_Text provided_
* * *

# Can I please get help with a pix next to my name too?



## LEFSElover (Nov 19, 2004)

*I know, this avatar business is old news for most of you in here. :? 
I am a dork from Blivion   and can't figure out how to get a picture of any kind, either an emoticon (I mean by my name, not just like in this post) or a personal picture or one from the computer.  How on earth is this done?  Is it connected with your computer somehow and maybe all ISP don't offer you being able to do it?  Is that even a reasonable question?  Help please, if you can.  I want to offer more frivolity in some of my posts and being able to add a pix here and there, if possible, would be a fun thing.  Thanks in advance.  *


----------



## SierraCook (Nov 19, 2004)

See the topic below.  


http://www.discusscooking.com/viewtopic.php?t=3364


Good luck, SC


----------



## kitchenelf (Nov 19, 2004)

Do you know how to copy images at all?  all you do is - find an emoticon you like (it has to be a small one) - what are you looking for exactly - maybe I can find one - lead you to it - and then explain.


----------



## bege (Nov 20, 2004)

WayneT, one of the posters here, would be a good one to help you. PM or e-mail  him.  He can help you find what you want and show you how to do it.  Or he probably could do it for you.

* * *

_Data for this exercise_
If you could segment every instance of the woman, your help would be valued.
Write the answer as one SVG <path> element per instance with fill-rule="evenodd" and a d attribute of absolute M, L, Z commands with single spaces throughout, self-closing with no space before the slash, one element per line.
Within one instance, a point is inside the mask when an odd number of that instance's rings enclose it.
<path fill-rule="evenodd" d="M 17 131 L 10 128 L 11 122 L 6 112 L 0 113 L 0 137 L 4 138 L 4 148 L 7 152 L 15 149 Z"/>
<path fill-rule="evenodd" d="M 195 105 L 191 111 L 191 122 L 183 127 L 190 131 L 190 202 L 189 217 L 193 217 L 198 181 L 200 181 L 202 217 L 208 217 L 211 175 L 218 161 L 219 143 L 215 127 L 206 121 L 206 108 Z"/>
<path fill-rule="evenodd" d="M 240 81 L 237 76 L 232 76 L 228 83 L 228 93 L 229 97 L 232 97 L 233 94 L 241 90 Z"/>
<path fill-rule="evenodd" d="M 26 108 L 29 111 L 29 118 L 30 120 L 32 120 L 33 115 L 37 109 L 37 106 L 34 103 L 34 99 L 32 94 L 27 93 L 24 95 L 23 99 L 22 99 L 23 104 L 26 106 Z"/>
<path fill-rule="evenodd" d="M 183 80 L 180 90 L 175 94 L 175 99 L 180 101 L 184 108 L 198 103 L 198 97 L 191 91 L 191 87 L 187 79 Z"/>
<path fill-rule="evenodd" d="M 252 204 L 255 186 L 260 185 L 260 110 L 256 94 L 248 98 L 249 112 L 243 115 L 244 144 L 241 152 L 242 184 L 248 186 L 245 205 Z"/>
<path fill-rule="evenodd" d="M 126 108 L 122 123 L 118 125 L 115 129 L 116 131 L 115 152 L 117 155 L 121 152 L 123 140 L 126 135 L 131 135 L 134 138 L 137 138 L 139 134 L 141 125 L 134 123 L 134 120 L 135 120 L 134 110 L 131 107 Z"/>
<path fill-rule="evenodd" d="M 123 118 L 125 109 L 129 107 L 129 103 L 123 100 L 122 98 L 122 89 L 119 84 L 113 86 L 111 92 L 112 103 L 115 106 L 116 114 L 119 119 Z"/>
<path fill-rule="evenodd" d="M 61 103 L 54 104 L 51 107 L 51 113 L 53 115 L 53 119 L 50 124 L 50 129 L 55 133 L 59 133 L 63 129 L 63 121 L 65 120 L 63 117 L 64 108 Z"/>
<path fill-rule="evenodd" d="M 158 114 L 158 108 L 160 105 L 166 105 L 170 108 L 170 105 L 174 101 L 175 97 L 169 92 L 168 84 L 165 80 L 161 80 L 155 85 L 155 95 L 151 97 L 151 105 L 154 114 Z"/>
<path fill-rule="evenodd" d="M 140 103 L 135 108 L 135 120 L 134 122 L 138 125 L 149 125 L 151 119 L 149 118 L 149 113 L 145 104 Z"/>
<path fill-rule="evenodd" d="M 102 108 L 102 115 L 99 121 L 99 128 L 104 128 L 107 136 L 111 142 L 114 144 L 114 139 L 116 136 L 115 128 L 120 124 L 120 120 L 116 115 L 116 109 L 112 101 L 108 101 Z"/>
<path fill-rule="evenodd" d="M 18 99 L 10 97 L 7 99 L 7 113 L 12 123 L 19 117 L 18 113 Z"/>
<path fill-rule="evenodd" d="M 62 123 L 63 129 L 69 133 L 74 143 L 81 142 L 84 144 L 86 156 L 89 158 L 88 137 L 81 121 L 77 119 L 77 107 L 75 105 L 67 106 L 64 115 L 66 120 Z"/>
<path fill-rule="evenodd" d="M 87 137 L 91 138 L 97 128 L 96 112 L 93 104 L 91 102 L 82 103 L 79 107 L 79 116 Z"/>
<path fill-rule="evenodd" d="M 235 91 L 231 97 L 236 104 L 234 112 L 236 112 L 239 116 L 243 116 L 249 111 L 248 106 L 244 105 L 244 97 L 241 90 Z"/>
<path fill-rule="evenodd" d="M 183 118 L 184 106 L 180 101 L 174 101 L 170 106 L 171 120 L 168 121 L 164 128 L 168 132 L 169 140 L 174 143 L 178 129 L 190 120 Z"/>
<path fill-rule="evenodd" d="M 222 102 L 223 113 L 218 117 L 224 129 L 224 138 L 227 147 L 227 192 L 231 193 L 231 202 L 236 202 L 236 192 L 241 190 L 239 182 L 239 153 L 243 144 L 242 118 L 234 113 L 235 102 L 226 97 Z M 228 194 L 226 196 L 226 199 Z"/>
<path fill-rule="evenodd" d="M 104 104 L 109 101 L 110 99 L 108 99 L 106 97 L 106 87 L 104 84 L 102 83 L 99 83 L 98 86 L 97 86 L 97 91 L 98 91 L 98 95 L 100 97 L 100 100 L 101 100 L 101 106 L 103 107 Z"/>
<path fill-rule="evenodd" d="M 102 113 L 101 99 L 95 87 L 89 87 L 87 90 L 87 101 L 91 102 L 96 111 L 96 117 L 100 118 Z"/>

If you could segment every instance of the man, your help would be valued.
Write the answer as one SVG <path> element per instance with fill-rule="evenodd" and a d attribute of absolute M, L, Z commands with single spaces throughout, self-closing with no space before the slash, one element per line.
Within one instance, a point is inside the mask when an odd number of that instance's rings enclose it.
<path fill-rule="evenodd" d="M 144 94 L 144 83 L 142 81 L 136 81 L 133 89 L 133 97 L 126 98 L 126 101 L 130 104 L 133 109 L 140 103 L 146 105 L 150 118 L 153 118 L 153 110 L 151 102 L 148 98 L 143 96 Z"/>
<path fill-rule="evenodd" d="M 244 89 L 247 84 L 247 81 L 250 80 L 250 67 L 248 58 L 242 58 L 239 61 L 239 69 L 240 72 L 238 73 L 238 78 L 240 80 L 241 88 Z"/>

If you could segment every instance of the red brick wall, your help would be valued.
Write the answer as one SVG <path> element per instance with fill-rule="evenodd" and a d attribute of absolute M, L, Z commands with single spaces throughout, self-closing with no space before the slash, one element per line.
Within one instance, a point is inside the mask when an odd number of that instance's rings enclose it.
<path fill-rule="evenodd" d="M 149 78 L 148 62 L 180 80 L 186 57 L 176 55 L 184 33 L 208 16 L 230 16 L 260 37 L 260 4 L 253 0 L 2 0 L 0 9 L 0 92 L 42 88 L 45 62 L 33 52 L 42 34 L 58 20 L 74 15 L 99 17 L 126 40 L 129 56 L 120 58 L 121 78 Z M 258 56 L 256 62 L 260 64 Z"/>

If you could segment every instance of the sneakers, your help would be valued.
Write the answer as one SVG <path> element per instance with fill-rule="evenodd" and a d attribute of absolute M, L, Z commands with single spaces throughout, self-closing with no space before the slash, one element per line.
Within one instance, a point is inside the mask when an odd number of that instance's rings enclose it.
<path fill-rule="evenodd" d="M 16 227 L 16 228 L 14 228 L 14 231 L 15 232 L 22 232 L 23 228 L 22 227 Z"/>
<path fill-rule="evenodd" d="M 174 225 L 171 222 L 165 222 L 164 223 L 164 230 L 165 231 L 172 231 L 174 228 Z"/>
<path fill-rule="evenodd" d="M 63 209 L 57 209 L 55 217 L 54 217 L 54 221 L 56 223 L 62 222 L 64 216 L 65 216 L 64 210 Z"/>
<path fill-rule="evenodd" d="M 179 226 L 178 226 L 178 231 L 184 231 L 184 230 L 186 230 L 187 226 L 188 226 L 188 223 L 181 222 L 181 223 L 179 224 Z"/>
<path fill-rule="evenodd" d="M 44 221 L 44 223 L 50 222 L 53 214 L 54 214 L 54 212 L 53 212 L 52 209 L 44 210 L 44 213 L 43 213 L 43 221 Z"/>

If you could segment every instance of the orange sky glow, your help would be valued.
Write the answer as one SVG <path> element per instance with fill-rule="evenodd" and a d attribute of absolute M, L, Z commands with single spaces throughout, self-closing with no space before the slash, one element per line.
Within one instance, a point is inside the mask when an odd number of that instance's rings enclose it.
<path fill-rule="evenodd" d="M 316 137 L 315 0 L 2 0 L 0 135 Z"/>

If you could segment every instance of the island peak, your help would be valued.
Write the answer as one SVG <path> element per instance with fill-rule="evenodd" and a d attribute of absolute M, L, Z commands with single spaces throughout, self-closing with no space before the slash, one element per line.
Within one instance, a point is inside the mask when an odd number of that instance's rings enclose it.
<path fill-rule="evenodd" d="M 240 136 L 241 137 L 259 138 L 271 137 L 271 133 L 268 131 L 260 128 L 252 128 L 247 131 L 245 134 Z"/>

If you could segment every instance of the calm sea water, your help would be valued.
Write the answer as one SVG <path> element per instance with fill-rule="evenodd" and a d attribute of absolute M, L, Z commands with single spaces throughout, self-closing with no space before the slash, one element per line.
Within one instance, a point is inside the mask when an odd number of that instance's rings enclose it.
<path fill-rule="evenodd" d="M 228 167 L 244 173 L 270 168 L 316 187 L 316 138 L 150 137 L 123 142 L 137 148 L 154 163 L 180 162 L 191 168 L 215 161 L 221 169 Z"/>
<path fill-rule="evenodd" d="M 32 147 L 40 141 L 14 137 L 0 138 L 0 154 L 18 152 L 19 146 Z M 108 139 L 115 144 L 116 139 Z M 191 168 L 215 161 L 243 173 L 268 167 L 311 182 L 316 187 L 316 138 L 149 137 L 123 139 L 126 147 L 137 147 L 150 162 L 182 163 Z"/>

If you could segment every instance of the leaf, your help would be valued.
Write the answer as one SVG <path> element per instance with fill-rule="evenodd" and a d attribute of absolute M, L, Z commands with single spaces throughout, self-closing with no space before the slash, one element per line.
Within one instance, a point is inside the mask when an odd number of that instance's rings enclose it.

* * *

_Task list_
• a. Return the records from their first line through the line containing "252 204 L 255", including both of those lines, reproducing each line character for character.
• b. Resume the forum thread about getting a picture next to a member's name, picking up after its last post.
The forum thread and the records were drawn from separate sources.

_Answers to the problems_
• a.
If you could segment every instance of the woman, your help would be valued.
Write the answer as one SVG <path> element per instance with fill-rule="evenodd" and a d attribute of absolute M, L, Z commands with single spaces throughout, self-closing with no space before the slash, one element per line.
Within one instance, a point is inside the mask when an odd number of that instance's rings enclose it.
<path fill-rule="evenodd" d="M 17 131 L 10 128 L 11 122 L 6 112 L 0 113 L 0 137 L 4 138 L 4 148 L 7 152 L 15 149 Z"/>
<path fill-rule="evenodd" d="M 195 105 L 191 111 L 191 122 L 183 127 L 190 131 L 190 202 L 189 217 L 193 217 L 198 181 L 200 181 L 202 217 L 208 217 L 211 175 L 218 161 L 219 143 L 215 127 L 206 121 L 206 108 Z"/>
<path fill-rule="evenodd" d="M 240 81 L 237 76 L 232 76 L 228 83 L 228 93 L 229 97 L 232 97 L 233 94 L 241 90 Z"/>
<path fill-rule="evenodd" d="M 26 108 L 29 111 L 29 118 L 30 120 L 32 120 L 33 115 L 37 109 L 37 106 L 34 103 L 34 99 L 32 94 L 27 93 L 24 95 L 23 99 L 22 99 L 23 104 L 26 106 Z"/>
<path fill-rule="evenodd" d="M 183 80 L 180 90 L 175 94 L 175 99 L 180 101 L 184 108 L 198 103 L 198 97 L 191 91 L 191 87 L 187 79 Z"/>
<path fill-rule="evenodd" d="M 252 204 L 255 186 L 260 185 L 260 110 L 256 94 L 248 98 L 249 112 L 243 115 L 244 144 L 241 152 L 242 184 L 248 186 L 245 205 Z"/>

• b.
Don't feel bad.  I'm from the same place and I don't know how to either.  I just haven't found the nerve to ask him.  Don't want him to know how really dumb I am.  He e-mailed me once and offered help.  If you will, I will.


----------



## GB (Nov 20, 2004)

If you know what image you would like to use then I am more than happy to help. Don't worry about the size. We can probably shrink it to the appropriate size if it is too big. Let me know and I can help you with that and then give you detailed step by step instructions on how to get it on your account (don't worry, it is very easy).


----------



## LEFSElover (Nov 22, 2004)

GB, I got it taken care of but thank you so much for offering. You folks are wonderful in here.
BEGE, ask WayneT.  He is the most wonderful helper and is willing without making you feel quilty.  Just look at how he managed me and my grandson?  He offered so much help for me, it's invaluable.


----------



## GB (Nov 22, 2004)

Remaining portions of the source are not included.